--- Start ---

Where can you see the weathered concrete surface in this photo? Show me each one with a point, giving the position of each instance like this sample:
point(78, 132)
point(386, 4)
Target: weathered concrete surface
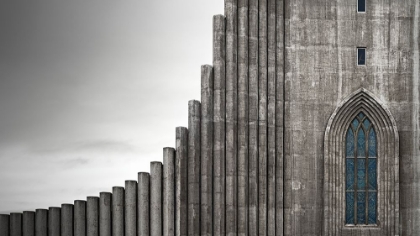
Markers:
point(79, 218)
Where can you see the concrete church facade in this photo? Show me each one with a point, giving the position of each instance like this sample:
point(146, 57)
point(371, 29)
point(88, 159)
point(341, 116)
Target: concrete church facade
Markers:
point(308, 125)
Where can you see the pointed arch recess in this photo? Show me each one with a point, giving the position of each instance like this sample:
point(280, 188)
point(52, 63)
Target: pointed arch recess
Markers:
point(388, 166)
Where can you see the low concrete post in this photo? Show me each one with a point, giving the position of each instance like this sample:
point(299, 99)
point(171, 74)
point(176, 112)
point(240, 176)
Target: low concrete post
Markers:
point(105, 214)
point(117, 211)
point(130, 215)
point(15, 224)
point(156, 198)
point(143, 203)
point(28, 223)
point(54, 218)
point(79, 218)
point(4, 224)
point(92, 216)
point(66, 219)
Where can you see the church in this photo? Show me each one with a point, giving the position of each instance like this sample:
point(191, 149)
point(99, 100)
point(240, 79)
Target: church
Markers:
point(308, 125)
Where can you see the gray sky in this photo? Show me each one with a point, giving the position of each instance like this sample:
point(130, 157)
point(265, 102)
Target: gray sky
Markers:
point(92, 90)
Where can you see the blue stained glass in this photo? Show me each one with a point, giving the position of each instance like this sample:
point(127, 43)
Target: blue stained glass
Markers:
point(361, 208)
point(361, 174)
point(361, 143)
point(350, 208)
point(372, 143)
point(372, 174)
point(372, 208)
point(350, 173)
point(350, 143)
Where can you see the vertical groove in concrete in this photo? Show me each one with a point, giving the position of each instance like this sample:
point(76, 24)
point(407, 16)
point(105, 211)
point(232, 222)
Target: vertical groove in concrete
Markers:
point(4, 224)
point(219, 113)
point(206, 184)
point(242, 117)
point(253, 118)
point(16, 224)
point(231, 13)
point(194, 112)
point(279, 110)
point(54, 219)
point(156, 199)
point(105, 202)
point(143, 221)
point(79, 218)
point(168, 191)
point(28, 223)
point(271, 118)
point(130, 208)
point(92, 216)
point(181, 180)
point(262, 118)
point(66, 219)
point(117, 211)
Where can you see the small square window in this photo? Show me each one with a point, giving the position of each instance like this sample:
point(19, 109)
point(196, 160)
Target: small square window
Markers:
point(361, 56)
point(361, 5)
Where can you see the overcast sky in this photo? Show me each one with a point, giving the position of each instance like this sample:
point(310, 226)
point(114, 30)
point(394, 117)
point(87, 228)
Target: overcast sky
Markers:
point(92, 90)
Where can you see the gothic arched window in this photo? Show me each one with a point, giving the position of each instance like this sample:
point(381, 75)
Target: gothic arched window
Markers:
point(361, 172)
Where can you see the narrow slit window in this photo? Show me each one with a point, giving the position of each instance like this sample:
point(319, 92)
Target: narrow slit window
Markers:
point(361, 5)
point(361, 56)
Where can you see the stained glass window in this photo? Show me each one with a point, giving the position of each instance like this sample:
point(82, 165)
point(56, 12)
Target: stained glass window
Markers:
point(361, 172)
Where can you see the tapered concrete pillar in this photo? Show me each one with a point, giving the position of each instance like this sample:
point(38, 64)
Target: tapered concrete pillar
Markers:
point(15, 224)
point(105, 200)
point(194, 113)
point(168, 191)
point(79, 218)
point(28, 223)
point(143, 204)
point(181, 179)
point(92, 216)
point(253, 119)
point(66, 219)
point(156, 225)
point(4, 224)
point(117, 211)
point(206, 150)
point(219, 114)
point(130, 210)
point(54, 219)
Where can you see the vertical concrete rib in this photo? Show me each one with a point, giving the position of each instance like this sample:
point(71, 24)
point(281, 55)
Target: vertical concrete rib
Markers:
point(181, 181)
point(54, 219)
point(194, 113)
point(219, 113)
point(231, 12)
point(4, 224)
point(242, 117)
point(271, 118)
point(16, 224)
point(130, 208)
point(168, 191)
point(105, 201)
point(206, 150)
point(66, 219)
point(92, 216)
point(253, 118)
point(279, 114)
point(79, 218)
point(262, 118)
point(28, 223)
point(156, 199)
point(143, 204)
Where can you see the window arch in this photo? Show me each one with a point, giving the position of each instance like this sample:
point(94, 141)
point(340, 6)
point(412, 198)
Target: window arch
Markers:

--- End ---

• What you need to do:
Convert all the items above into a Markdown table with a "Row" column for the row number and a "Line" column for the line, skipping blank lines. Leave the pictures out.

• Expected output:
| Row | Line |
|---|---|
| 1 | Where can you see the weathered concrete surface in this photo? Show me each one with a point, giving the position of each instance like this sample: |
| 2 | point(78, 132) |
| 3 | point(386, 4) |
| 4 | Target: weathered concrete surface |
| 5 | Markers: |
| 6 | point(79, 218) |
| 7 | Where can you see the concrete church facade in this photo? Show me each one with a point, giving the position of each instance like this sample: |
| 8 | point(146, 57) |
| 9 | point(371, 29) |
| 10 | point(88, 159) |
| 11 | point(341, 116) |
| 12 | Target: concrete church facade |
| 13 | Markers: |
| 14 | point(308, 125) |
| 15 | Where can you see the pointed arch recess in this photo? Show me each one with a point, giving the position of each instance like this sample: |
| 16 | point(280, 188) |
| 17 | point(52, 63) |
| 18 | Target: pointed arch recess |
| 19 | Markers: |
| 20 | point(388, 166) |
| 21 | Where can you see the low concrete post in this photo? Show me each one with a point, giving the position of each instance like this sample: |
| 22 | point(299, 99) |
| 23 | point(171, 74) |
| 24 | point(176, 112) |
| 25 | point(240, 176) |
| 26 | Target: low concrete post |
| 27 | Markers: |
| 28 | point(105, 214) |
| 29 | point(117, 211) |
| 30 | point(130, 215) |
| 31 | point(15, 224) |
| 32 | point(156, 198) |
| 33 | point(143, 203) |
| 34 | point(28, 223) |
| 35 | point(54, 218) |
| 36 | point(79, 218) |
| 37 | point(4, 224) |
| 38 | point(92, 216) |
| 39 | point(66, 219) |
| 40 | Where can you see the church in this photo? Show me each one with a point, giving the position of each instance like this sample: |
| 41 | point(191, 149) |
| 42 | point(99, 100) |
| 43 | point(240, 79) |
| 44 | Target: church |
| 45 | Markers: |
| 46 | point(308, 125) |
| 47 | Where can you see the gray sky in this photo? Show me each one with a point, giving the position of each instance like this sample: |
| 48 | point(130, 157) |
| 49 | point(265, 102) |
| 50 | Target: gray sky |
| 51 | Markers: |
| 52 | point(92, 90) |
| 53 | Where can you see the blue stained glass in this photo? Show me each one with a point, giving the position of each instance like this sample: |
| 54 | point(127, 43) |
| 55 | Target: blue stained glass |
| 56 | Markers: |
| 57 | point(361, 208) |
| 58 | point(361, 174) |
| 59 | point(361, 143) |
| 60 | point(350, 208) |
| 61 | point(372, 143) |
| 62 | point(372, 174) |
| 63 | point(372, 208) |
| 64 | point(350, 173) |
| 65 | point(350, 143) |
| 66 | Where can you see the vertical groove in concrete in this photo? Show me each one with a point, giving the position of each instance like this sample: |
| 67 | point(76, 24) |
| 68 | point(407, 16) |
| 69 | point(105, 211) |
| 70 | point(232, 222) |
| 71 | Target: vertical groove in concrete |
| 72 | Markers: |
| 73 | point(4, 224) |
| 74 | point(219, 113) |
| 75 | point(206, 184) |
| 76 | point(242, 117) |
| 77 | point(253, 118) |
| 78 | point(16, 224) |
| 79 | point(231, 13) |
| 80 | point(194, 112) |
| 81 | point(279, 110) |
| 82 | point(54, 219) |
| 83 | point(156, 199) |
| 84 | point(105, 202) |
| 85 | point(143, 221) |
| 86 | point(79, 218) |
| 87 | point(168, 191) |
| 88 | point(28, 223) |
| 89 | point(271, 118) |
| 90 | point(130, 208) |
| 91 | point(92, 216) |
| 92 | point(181, 180) |
| 93 | point(262, 118) |
| 94 | point(66, 219) |
| 95 | point(117, 211) |
| 96 | Where can you see the small square window in this photo? Show me each one with a point, giving the position of each instance like this sample: |
| 97 | point(19, 109) |
| 98 | point(196, 160) |
| 99 | Target: small square window |
| 100 | Markers: |
| 101 | point(361, 56) |
| 102 | point(361, 5) |
| 103 | Where can you see the overcast sky in this photo? Show me each one with a point, giving the position of each instance like this sample: |
| 104 | point(310, 226) |
| 105 | point(114, 30) |
| 106 | point(394, 117) |
| 107 | point(87, 228) |
| 108 | Target: overcast sky |
| 109 | Markers: |
| 110 | point(92, 90) |
| 111 | Where can you see the gothic arched window in this photo? Show me each one with a point, giving the position of each instance like this sample: |
| 112 | point(381, 75) |
| 113 | Target: gothic arched window |
| 114 | Markers: |
| 115 | point(361, 172) |
| 116 | Where can you see the narrow slit window in this photo? Show me each one with a point, giving the position of each instance like this sample: |
| 117 | point(319, 92) |
| 118 | Target: narrow slit window |
| 119 | Markers: |
| 120 | point(361, 5) |
| 121 | point(361, 56) |
| 122 | Where can you see the stained glass window in this photo? Show me each one with a point, giving the position of each instance like this sample: |
| 123 | point(82, 165) |
| 124 | point(56, 12) |
| 125 | Target: stained glass window |
| 126 | Markers: |
| 127 | point(361, 172) |
| 128 | Where can you see the tapered concrete pillar in this photo? Show me each one with a point, giving the position of each instance like this sample: |
| 129 | point(38, 64) |
| 130 | Target: tapered concrete pillar |
| 131 | Markers: |
| 132 | point(15, 224) |
| 133 | point(105, 200) |
| 134 | point(194, 113) |
| 135 | point(168, 191) |
| 136 | point(79, 218) |
| 137 | point(28, 223) |
| 138 | point(143, 204) |
| 139 | point(181, 179) |
| 140 | point(92, 216) |
| 141 | point(253, 119) |
| 142 | point(66, 219) |
| 143 | point(156, 225) |
| 144 | point(4, 224) |
| 145 | point(117, 211) |
| 146 | point(206, 150) |
| 147 | point(219, 114) |
| 148 | point(130, 210) |
| 149 | point(54, 219) |
| 150 | Where can you see the vertical concrete rib in this photo? Show me each one with a point, giving the position of each instance like this sample: |
| 151 | point(71, 24) |
| 152 | point(281, 55) |
| 153 | Target: vertical concrete rib |
| 154 | Markers: |
| 155 | point(181, 181) |
| 156 | point(54, 219) |
| 157 | point(194, 113) |
| 158 | point(219, 113) |
| 159 | point(231, 12) |
| 160 | point(4, 224) |
| 161 | point(242, 117) |
| 162 | point(271, 118) |
| 163 | point(16, 224) |
| 164 | point(130, 208) |
| 165 | point(168, 191) |
| 166 | point(105, 201) |
| 167 | point(206, 150) |
| 168 | point(66, 219) |
| 169 | point(92, 216) |
| 170 | point(253, 118) |
| 171 | point(279, 114) |
| 172 | point(79, 218) |
| 173 | point(262, 118) |
| 174 | point(28, 223) |
| 175 | point(156, 199) |
| 176 | point(143, 204) |
| 177 | Where can you see the window arch in this photo? Show me each one with a point, giving the position of each instance like this sample: |
| 178 | point(94, 141) |
| 179 | point(340, 6) |
| 180 | point(412, 198) |
| 181 | Target: window arch |
| 182 | Markers: |